#### SUPPLIED TEXT

A passenger wears a face mask in a bus amid the outbreak of the coronavirus disease (COVID-19) in Kazan, Russia. (Image: Reuters)

A passenger wears a face mask in a bus amid the outbreak of the coronavirus disease (COVID-19) in Kazan, Russia. (Image: Reuters)

The number of cases of this variant appears to be increasing in almost all provinces in South Africa, the WHO said.

An advisory panel of the World Health Organisation classified the new COVID-19 variant first detected in South Africa as a highly transmissible virus of concern and named it omicron under its Greek-letter system.

The WHO had earlier cautioned countries against hastily imposing travel restrictions linked to the new B.1.1.529 variant of COVID-19, saying they should take a “risk-based and scientific approach”.

A closed-door experts’ meeting from Geneva, convened by WHO, was conducted earlier in the day to assess the new COVID-19 variant B.1.1.529 and to designate it as either a variant of interest or a variant of concern, spokesperson Christian Lindmeier said.

The B.1.1.529 variant was first reported to WHO from South Africa on November 24. The first known confirmed B.1.1.529 infection was from a specimen collected on November 9.

########
#### DATASET CONTENT

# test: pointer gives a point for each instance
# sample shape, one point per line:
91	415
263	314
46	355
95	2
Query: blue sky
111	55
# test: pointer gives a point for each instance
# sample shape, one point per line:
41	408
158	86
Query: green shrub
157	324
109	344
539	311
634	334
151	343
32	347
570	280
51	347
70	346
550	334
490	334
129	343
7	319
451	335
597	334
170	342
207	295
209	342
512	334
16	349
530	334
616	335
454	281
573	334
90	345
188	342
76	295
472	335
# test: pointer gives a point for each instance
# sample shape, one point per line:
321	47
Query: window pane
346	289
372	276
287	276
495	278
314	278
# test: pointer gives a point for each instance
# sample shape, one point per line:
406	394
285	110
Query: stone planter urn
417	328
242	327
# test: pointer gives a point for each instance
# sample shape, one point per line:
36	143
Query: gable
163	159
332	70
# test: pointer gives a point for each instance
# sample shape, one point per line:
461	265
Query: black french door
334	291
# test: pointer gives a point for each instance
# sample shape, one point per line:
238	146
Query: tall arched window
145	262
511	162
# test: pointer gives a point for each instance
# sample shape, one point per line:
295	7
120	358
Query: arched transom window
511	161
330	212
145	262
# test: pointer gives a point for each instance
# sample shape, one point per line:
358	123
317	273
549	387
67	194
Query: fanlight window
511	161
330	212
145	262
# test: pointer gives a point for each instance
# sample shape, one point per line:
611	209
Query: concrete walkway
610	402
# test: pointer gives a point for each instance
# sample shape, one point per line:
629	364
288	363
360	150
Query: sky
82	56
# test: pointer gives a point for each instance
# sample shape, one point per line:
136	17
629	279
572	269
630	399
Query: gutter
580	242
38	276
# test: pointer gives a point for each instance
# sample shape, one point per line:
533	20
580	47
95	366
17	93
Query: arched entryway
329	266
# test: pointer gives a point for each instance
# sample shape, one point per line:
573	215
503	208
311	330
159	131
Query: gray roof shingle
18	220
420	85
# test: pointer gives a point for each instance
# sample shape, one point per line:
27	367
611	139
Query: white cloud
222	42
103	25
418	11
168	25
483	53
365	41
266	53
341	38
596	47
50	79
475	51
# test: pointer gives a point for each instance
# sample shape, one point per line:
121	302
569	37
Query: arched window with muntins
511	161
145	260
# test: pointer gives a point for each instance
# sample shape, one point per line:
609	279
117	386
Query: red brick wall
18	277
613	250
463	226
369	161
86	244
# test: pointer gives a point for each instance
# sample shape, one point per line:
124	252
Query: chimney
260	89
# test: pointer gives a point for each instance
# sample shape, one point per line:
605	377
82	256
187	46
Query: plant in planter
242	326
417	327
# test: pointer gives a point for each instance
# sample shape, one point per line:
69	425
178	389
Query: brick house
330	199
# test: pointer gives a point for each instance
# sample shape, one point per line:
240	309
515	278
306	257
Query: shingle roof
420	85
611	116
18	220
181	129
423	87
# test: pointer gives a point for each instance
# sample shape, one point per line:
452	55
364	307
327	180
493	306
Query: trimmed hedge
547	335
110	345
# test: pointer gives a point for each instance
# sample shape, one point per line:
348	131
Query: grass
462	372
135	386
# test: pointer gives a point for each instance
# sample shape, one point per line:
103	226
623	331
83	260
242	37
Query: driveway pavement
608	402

########

• TASK DETAILS: Rewrite the passage of the omicron variant report between "An advisory panel" and "its Greek-letter system.", inclusive, swapping "advisory panel" for "expert committee".

• TASK RESULT:
An expert committee of the World Health Organisation classified the new COVID-19 variant first detected in South Africa as a highly transmissible virus of concern and named it omicron under its Greek-letter system.